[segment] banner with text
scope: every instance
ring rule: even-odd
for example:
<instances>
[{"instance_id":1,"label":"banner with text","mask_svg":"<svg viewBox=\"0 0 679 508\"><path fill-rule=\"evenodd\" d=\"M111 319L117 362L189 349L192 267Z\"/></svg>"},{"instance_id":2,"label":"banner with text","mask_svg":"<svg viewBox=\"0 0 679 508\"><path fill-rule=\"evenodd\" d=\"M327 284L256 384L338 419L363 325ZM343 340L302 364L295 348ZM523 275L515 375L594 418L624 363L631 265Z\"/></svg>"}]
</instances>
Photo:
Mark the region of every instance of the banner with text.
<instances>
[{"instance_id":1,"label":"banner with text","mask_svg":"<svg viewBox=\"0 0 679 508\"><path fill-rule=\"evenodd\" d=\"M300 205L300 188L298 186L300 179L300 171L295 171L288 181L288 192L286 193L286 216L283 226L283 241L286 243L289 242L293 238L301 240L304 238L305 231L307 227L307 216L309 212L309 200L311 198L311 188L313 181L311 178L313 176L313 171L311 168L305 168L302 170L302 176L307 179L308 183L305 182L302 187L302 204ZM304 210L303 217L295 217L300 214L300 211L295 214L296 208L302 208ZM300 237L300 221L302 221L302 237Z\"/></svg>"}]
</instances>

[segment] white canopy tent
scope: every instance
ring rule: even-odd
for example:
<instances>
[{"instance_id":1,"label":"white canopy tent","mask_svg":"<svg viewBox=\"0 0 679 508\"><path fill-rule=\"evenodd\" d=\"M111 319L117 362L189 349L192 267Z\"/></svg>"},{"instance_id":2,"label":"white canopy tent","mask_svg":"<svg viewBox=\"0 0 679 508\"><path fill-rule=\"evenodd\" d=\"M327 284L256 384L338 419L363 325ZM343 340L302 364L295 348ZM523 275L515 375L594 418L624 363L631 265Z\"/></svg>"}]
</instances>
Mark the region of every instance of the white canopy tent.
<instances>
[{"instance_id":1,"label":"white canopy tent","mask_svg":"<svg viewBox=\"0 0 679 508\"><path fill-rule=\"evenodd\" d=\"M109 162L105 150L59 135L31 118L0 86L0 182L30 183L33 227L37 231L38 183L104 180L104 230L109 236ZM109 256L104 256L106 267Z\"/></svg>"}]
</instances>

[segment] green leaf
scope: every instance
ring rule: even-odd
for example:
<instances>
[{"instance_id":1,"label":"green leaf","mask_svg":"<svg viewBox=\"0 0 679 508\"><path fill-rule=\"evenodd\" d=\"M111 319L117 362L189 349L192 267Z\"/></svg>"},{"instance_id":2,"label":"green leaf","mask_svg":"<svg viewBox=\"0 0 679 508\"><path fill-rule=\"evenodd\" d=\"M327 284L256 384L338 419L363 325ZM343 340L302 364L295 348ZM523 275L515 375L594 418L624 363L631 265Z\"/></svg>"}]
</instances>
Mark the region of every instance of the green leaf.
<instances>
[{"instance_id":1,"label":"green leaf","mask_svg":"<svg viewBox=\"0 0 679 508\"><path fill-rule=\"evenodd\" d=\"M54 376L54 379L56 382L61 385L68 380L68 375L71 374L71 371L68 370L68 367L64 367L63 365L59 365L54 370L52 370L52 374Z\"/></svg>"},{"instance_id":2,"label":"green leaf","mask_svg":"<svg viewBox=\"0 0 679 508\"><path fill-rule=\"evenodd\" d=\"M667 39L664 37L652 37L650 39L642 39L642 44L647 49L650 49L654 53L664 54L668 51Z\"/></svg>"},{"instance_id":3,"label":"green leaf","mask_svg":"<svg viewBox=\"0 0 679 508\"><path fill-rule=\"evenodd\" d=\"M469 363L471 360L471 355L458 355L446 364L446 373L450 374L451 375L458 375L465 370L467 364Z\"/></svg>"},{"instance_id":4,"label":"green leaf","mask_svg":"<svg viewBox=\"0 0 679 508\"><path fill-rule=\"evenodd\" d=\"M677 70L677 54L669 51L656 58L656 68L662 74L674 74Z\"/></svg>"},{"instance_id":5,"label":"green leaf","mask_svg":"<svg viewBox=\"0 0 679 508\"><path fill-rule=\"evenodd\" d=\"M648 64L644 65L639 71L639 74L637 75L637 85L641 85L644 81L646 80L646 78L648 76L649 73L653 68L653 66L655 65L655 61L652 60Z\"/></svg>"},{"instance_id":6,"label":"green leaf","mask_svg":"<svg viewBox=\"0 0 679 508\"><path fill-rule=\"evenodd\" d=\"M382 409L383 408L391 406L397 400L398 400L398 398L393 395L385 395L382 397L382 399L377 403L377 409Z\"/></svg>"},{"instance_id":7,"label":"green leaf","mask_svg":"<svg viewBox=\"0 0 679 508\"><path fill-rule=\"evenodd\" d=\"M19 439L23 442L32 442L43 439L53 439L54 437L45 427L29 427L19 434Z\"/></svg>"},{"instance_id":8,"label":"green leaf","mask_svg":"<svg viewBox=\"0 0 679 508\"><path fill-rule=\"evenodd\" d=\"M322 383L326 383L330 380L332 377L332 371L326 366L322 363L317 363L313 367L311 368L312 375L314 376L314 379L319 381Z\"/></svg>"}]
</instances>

» **Task to carry out**
Write the listing out again, exactly as shown above.

» **Written solution**
[segment] banner with text
scope: every instance
ring rule: even-odd
for example:
<instances>
[{"instance_id":1,"label":"banner with text","mask_svg":"<svg viewBox=\"0 0 679 508\"><path fill-rule=\"evenodd\" d=\"M111 319L117 362L189 349L192 267Z\"/></svg>"},{"instance_id":2,"label":"banner with text","mask_svg":"<svg viewBox=\"0 0 679 508\"><path fill-rule=\"evenodd\" d=\"M327 284L256 384L338 419L363 325ZM343 340L302 364L295 348ZM523 275L515 375L594 418L624 363L631 265Z\"/></svg>"}]
</instances>
Photo:
Mark the region of every instance of the banner with text.
<instances>
[{"instance_id":1,"label":"banner with text","mask_svg":"<svg viewBox=\"0 0 679 508\"><path fill-rule=\"evenodd\" d=\"M300 205L300 188L298 186L300 179L300 171L295 171L288 181L288 192L286 193L286 216L283 226L283 241L286 243L289 242L293 238L301 240L304 238L305 231L307 227L307 216L309 212L309 200L311 198L311 188L313 181L311 178L313 176L313 171L311 168L305 168L302 170L302 176L307 179L308 183L305 182L302 187L302 204ZM304 210L303 217L295 217L300 214L300 211L295 214L296 208L302 208ZM300 237L300 221L302 221L302 237Z\"/></svg>"}]
</instances>

[segment] white canopy tent
scope: every instance
ring rule: even-odd
for example:
<instances>
[{"instance_id":1,"label":"white canopy tent","mask_svg":"<svg viewBox=\"0 0 679 508\"><path fill-rule=\"evenodd\" d=\"M111 319L117 362L189 349L192 267Z\"/></svg>"},{"instance_id":2,"label":"white canopy tent","mask_svg":"<svg viewBox=\"0 0 679 508\"><path fill-rule=\"evenodd\" d=\"M327 284L256 384L338 419L363 325ZM343 340L302 364L295 348ZM523 275L515 375L594 418L624 363L631 265Z\"/></svg>"}]
</instances>
Mark the region of every instance of the white canopy tent.
<instances>
[{"instance_id":1,"label":"white canopy tent","mask_svg":"<svg viewBox=\"0 0 679 508\"><path fill-rule=\"evenodd\" d=\"M109 162L105 150L59 135L31 118L0 86L0 182L30 183L33 227L37 231L38 183L104 180L104 230L109 236ZM109 256L104 256L106 267Z\"/></svg>"}]
</instances>

[segment] green leaf
scope: every instance
ring rule: even-odd
for example:
<instances>
[{"instance_id":1,"label":"green leaf","mask_svg":"<svg viewBox=\"0 0 679 508\"><path fill-rule=\"evenodd\" d=\"M111 319L117 362L189 349L192 267Z\"/></svg>"},{"instance_id":2,"label":"green leaf","mask_svg":"<svg viewBox=\"0 0 679 508\"><path fill-rule=\"evenodd\" d=\"M327 284L256 384L338 419L363 325ZM343 340L302 364L295 348ZM523 275L515 375L594 418L624 363L631 265Z\"/></svg>"}]
</instances>
Mark the region of every instance of the green leaf.
<instances>
[{"instance_id":1,"label":"green leaf","mask_svg":"<svg viewBox=\"0 0 679 508\"><path fill-rule=\"evenodd\" d=\"M54 376L54 379L56 382L61 385L68 380L68 375L71 374L71 371L68 370L68 367L64 367L63 365L59 365L54 370L52 370L52 374Z\"/></svg>"},{"instance_id":2,"label":"green leaf","mask_svg":"<svg viewBox=\"0 0 679 508\"><path fill-rule=\"evenodd\" d=\"M667 39L664 37L652 37L650 39L642 39L642 44L647 49L650 49L654 53L664 54L668 51Z\"/></svg>"},{"instance_id":3,"label":"green leaf","mask_svg":"<svg viewBox=\"0 0 679 508\"><path fill-rule=\"evenodd\" d=\"M469 363L471 360L471 355L458 355L446 364L446 373L450 374L451 375L458 375L465 370L467 364Z\"/></svg>"},{"instance_id":4,"label":"green leaf","mask_svg":"<svg viewBox=\"0 0 679 508\"><path fill-rule=\"evenodd\" d=\"M677 70L677 54L669 51L656 58L656 68L662 74L674 74Z\"/></svg>"},{"instance_id":5,"label":"green leaf","mask_svg":"<svg viewBox=\"0 0 679 508\"><path fill-rule=\"evenodd\" d=\"M648 64L644 65L639 71L639 74L637 75L637 85L641 85L644 81L646 80L646 78L648 76L649 73L653 68L653 66L655 65L655 61L652 60Z\"/></svg>"},{"instance_id":6,"label":"green leaf","mask_svg":"<svg viewBox=\"0 0 679 508\"><path fill-rule=\"evenodd\" d=\"M382 409L383 408L391 406L397 400L398 400L398 398L393 395L385 395L382 397L382 399L377 403L377 409Z\"/></svg>"},{"instance_id":7,"label":"green leaf","mask_svg":"<svg viewBox=\"0 0 679 508\"><path fill-rule=\"evenodd\" d=\"M19 439L23 442L32 442L43 439L53 439L54 437L45 427L29 427L19 434Z\"/></svg>"},{"instance_id":8,"label":"green leaf","mask_svg":"<svg viewBox=\"0 0 679 508\"><path fill-rule=\"evenodd\" d=\"M322 383L326 383L330 380L332 377L332 371L326 366L322 363L317 363L313 367L311 368L312 375L314 376L314 379L319 381Z\"/></svg>"}]
</instances>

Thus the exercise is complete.